begin ENTRIES

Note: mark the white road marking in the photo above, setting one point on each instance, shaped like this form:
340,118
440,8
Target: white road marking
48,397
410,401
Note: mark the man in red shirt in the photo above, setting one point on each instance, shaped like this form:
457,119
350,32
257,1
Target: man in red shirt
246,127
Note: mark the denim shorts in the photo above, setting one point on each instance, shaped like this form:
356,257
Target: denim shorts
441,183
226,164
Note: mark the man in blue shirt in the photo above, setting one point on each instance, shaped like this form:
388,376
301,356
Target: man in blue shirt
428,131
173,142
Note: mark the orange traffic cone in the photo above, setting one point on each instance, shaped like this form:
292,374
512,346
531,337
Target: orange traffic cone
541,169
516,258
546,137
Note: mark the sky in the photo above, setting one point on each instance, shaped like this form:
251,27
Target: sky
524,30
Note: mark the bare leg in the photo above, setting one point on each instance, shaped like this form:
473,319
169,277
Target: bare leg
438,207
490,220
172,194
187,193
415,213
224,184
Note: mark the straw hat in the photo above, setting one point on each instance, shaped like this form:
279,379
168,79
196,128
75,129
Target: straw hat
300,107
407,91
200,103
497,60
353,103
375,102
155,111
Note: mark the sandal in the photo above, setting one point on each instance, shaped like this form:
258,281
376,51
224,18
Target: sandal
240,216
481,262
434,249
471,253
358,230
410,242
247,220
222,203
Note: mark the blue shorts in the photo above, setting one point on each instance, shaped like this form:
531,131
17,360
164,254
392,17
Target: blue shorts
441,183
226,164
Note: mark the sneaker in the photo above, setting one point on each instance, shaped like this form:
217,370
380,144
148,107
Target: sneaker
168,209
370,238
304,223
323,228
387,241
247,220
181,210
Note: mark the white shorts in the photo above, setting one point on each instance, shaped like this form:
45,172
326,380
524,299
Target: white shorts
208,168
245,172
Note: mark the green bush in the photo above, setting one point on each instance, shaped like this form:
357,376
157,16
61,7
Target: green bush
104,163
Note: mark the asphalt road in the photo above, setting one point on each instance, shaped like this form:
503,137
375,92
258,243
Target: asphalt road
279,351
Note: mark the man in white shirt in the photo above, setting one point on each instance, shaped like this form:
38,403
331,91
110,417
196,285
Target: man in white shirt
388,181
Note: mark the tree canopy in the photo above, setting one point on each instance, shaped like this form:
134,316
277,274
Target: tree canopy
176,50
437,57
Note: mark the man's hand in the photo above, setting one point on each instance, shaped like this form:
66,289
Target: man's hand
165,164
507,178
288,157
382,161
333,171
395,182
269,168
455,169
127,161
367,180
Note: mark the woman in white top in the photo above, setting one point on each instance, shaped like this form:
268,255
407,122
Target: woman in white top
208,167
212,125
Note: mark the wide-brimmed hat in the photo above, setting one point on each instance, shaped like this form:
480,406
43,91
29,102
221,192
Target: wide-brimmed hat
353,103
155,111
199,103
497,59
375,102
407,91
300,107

end ENTRIES
begin ENTRIES

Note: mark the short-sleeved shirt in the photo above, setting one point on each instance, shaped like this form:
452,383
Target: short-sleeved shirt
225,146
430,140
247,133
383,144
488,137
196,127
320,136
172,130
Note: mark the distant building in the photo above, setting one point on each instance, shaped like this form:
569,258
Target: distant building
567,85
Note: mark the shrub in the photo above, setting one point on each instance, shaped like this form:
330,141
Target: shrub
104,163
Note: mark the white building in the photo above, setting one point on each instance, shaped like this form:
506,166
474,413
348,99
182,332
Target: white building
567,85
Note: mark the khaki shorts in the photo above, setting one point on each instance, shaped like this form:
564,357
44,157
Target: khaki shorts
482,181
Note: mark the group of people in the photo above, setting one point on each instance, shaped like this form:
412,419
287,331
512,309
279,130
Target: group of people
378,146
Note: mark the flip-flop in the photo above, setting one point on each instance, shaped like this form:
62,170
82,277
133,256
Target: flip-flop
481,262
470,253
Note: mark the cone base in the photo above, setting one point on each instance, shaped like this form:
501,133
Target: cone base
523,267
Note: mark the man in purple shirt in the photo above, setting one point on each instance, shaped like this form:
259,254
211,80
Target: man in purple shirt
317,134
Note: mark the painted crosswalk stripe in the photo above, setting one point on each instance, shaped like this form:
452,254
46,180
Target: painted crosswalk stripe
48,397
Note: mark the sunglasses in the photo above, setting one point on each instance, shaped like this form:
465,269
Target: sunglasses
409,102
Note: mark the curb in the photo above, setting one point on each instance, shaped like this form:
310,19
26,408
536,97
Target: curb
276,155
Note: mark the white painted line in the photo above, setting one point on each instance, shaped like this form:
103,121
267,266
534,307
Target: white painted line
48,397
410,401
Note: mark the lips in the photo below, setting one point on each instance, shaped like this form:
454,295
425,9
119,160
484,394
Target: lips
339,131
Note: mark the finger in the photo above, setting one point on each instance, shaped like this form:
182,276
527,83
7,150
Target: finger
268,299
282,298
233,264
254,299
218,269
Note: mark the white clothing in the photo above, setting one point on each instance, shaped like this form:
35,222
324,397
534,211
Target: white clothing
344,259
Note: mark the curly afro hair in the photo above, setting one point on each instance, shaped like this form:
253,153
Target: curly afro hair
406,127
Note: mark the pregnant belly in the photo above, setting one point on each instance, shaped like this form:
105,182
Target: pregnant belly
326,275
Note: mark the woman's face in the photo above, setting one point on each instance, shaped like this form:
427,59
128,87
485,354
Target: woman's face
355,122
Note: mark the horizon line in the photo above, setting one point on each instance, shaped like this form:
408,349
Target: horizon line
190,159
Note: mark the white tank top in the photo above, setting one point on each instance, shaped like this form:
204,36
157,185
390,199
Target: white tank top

end ENTRIES
begin ENTRIES

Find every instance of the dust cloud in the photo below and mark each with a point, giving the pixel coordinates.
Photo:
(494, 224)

end ENTRIES

* **DESCRIPTION OF THE TASK**
Format the lines above between the ones holding "Note: mark the white clothing" and "Target: white tank top", inclusive, as a Markdown table with the columns Row and Line text. Number each row and skip any blank lines.

* **RESPONSE TO THE EXERCISE**
| Row | Line text |
|---|---|
| 1 | Note: mark the white clothing in the photo above, setting one point on each instance, shaped like this form: |
| 2 | 35,222 |
| 3 | 324,397 |
| 4 | 534,211 |
| 5 | Target: white clothing |
| 6 | 344,259 |
| 7 | Note: mark the curly afro hair in the photo above, setting one point on each instance, shaped like this form: |
| 8 | 253,153 |
| 9 | Target: curly afro hair |
| 10 | 406,127 |
| 11 | Note: mark the pregnant belly in the photo above, setting one point on each instance, shaped like this form: |
| 12 | 105,182 |
| 13 | Target: pregnant belly |
| 14 | 326,275 |
| 15 | Note: mark the woman's face in the photo above, setting one point on each instance, shaped like this form: |
| 16 | 427,59 |
| 17 | 128,87 |
| 18 | 485,354 |
| 19 | Target: woman's face |
| 20 | 355,122 |
| 21 | Note: mark the horizon line in the photo above, setting one point on each instance, shaped like this form: |
| 22 | 408,349 |
| 23 | Target: horizon line |
| 24 | 190,159 |
| 25 | Note: mark the white tank top in the photo above, setting one point on each instance, shaped like this form: |
| 26 | 204,36 |
| 27 | 157,185 |
| 28 | 390,199 |
| 29 | Target: white tank top |